A esposa
Winter sleep – elogio à melancolia
“Minha mulher, Natalya Gavrilovna […] não tomava o menor conhecimento de como eu jantava, dormia, ou com quem me encontrava. Nossa relação um com o outro era simples e sem tensão, mas fria, vazia, e indiferente como são relações entre pessoas que estiveram separadas por tanto tempo que, mesmo vivendo debaixo do mesmo teto, não demonstram nenhuma proximidade. Não havia agora nenhum traço do amor passional e atormentado – às vezes doce, outras amargo como absinto – que eu tinha sentido por ela.”
“Minha mulher, Natalya Gavrilovna […] não tomava o menor conhecimento de como eu jantava, dormia, ou com quem me encontrava. Nossa relação um com o outro era simples e sem tensão, mas fria, vazia, e indiferente como são relações entre pessoas que estiveram separadas por tanto tempo que, mesmo vivendo debaixo do mesmo teto, não demonstram nenhuma proximidade. Não havia agora nenhum traço do amor passional e atormentado – às vezes doce, outras amargo como absinto – que eu tinha sentido por ela.”
Essa passagem do conto , de Tchekhov, na qual o personagem central descreve a relação com sua mulher, é a situação dramática que inspirou o roteiro de Winter sleep, escrito pelo também diretor Nuri Bilge Ceylan e sua mulher, Ebru Ceylan. Situação dramática entendida, aqui, como Etienne Souriau definiu em 1950 – “a forma particular de tensão inter-humana e microcósmica do momento cênico”.
Outro conto de Tchekhov, Pessoas excelentes, serviu para compor o perfil de Aydin, principal personagem de Winter sleep, e de Necla, sua irmã recentemente divorciada. Nesse conto, Vladimir Semyonitch Liadovsky é um “literato por inteiro” que escreve artigos semanais sobre assuntos literários para um obscuro jornal de província – “[…] seus escritos e sua maneira de escrever, qualquer que fosse o assunto, eram parte orgânica dele, como a batida do seu coração, e todo seu programa literário devem ter feito parte do seu cérebro enquanto foi um bebê no útero da sua mãe.” Vera, irmã dele, parecia exausta e tinha aspecto doentio – “À noite, ela tinha o hábito de bocejar nervosamente e fazer perguntas curtas e abruptas, nem sempre relevantes, sobre os artigos do irmão:
‘Volodya’, ela perguntou, ‘o que quer dizer não-resistência ao mal?’
‘Não-resistência ao mal!’, repetiu o irmão, abrindo os olhos.
‘Sim. O que você entende por isso?’
‘Veja, querida, imagine que ladrões ou bandoleiros a ataquem e você, em vez de…’
‘Não, me dê uma definição lógica.’
‘Uma definição lógica? Hum! Bem.’ Vladimir Semyonitch ponderou. ‘Não-resistência ao mal quer dizer uma atitude de não-interferência em tudo que na esfera da mortalidade é chamado de mal’”
Winter sleep, em turco, quer dizer hibernação que, por sua vez, além de “ato de abrigar-se durante o inverno”, ensina o Houaiss, também significa “estado de torpor, de adormecimento; inação, modorra”. É um título que indica como poucos o tema do filme.

- - - - - - -

=== Tarefa A ===
Extraia das entradas abaixo todas as linhas que contêm a palavra "asphalt".

[Registros de anotação por pontos]

- - - - - - -

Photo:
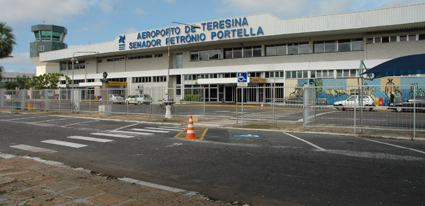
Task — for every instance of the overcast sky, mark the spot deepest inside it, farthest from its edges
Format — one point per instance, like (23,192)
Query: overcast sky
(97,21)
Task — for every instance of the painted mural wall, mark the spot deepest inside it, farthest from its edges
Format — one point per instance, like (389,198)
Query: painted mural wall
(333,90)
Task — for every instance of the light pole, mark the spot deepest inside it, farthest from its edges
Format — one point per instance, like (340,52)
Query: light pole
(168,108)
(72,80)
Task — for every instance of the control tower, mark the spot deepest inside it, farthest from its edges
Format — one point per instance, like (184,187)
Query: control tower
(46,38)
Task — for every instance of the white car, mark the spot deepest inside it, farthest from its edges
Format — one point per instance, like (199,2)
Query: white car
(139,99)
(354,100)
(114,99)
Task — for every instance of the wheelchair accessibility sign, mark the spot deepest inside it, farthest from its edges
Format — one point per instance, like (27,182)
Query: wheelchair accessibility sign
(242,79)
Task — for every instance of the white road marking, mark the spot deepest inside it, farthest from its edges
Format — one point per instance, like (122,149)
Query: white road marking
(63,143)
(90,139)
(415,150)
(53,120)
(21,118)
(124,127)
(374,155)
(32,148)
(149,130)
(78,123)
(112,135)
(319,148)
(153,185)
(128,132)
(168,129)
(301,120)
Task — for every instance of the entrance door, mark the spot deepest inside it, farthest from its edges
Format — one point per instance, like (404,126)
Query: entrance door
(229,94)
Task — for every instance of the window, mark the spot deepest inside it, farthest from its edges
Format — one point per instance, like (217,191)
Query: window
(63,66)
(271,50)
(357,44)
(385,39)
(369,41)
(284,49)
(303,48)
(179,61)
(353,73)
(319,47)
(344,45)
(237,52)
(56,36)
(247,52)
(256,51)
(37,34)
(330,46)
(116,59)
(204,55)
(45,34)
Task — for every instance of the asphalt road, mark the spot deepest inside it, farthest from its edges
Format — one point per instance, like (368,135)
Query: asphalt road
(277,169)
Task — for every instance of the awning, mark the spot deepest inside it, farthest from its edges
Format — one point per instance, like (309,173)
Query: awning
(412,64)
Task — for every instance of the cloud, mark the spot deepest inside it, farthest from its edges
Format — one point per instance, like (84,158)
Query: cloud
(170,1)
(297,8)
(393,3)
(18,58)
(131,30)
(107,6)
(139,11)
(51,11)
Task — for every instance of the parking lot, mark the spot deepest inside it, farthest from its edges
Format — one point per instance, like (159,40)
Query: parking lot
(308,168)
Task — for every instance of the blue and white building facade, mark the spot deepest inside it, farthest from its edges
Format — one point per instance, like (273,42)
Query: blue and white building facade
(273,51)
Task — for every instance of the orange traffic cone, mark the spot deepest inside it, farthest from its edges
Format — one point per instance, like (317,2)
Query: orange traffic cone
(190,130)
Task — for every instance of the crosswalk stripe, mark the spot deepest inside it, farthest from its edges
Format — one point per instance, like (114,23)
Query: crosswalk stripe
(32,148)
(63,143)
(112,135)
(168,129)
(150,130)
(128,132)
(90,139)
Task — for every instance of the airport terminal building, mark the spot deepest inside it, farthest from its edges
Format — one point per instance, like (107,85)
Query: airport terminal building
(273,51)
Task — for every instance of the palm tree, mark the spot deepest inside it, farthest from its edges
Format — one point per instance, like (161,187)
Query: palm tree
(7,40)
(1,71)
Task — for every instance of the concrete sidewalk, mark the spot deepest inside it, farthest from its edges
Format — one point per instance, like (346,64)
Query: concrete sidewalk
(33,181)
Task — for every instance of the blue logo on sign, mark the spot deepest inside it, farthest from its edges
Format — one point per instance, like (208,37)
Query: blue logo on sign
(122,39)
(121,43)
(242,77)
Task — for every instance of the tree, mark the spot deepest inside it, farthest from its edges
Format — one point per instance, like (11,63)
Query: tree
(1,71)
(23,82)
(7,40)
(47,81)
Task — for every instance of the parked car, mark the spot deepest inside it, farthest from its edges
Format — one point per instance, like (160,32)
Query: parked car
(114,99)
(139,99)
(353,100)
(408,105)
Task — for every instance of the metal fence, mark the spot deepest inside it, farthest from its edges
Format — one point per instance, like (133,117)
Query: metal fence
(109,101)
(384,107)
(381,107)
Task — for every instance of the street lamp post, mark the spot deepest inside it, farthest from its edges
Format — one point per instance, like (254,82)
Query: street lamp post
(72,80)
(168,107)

- - - - - - -

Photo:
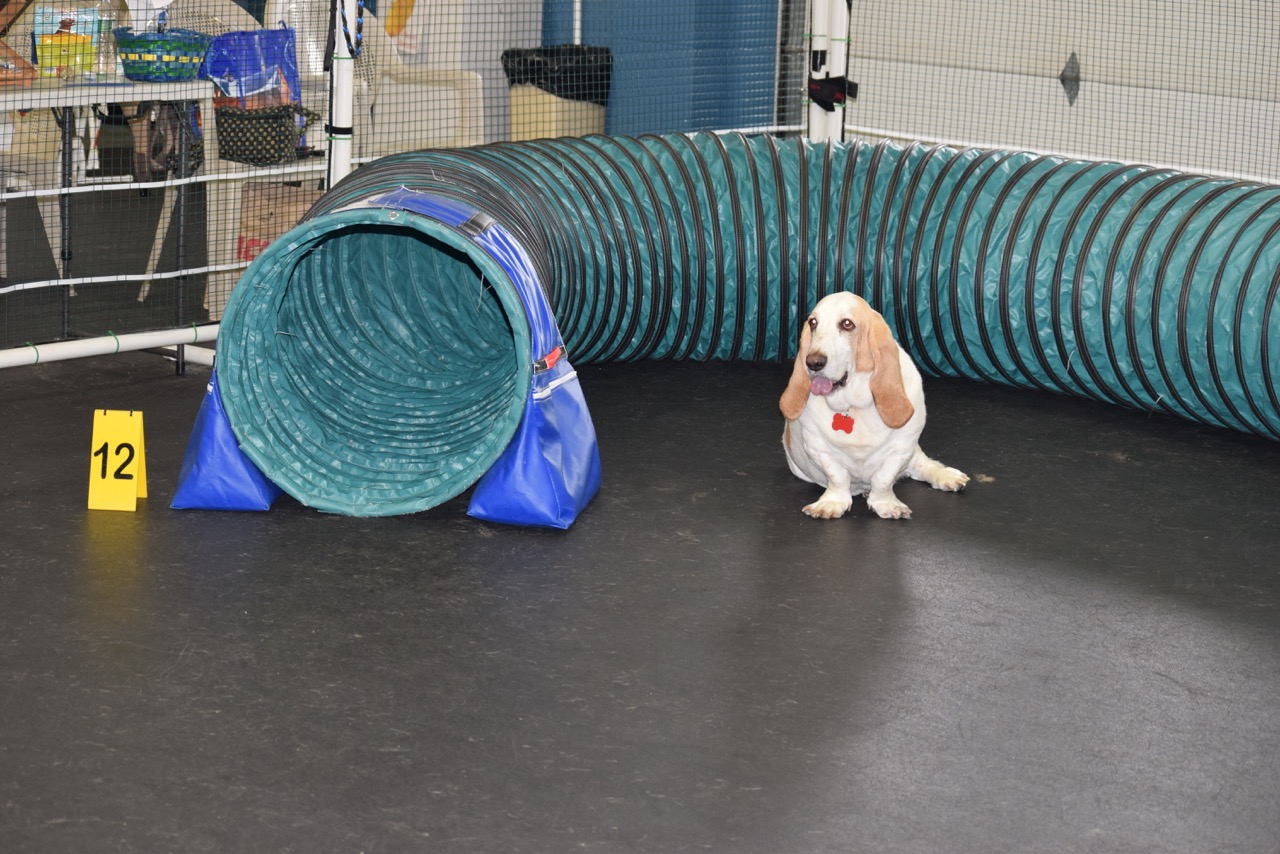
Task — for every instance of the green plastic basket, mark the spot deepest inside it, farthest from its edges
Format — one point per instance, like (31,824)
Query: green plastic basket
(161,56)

- - - - - - -

=== Tarefa B ===
Responda com base no trecho sobre o filme Winter sleep:
(i) Quem escreveu o roteiro do filme?
(ii) Que conto de Tchekhov serviu para compor o perfil de Aydin?
(iii) O que quer dizer o título do filme em turco?

=== Resposta A ===
Task — for every instance of the asphalt road, mark the spot deepest inside it, farthest from its edges
Query: asphalt road

=== Resposta B ===
(i) Nuri Bilge Ceylan e sua mulher, Ebru Ceylan.
(ii) Pessoas excelentes.
(iii) Hibernação.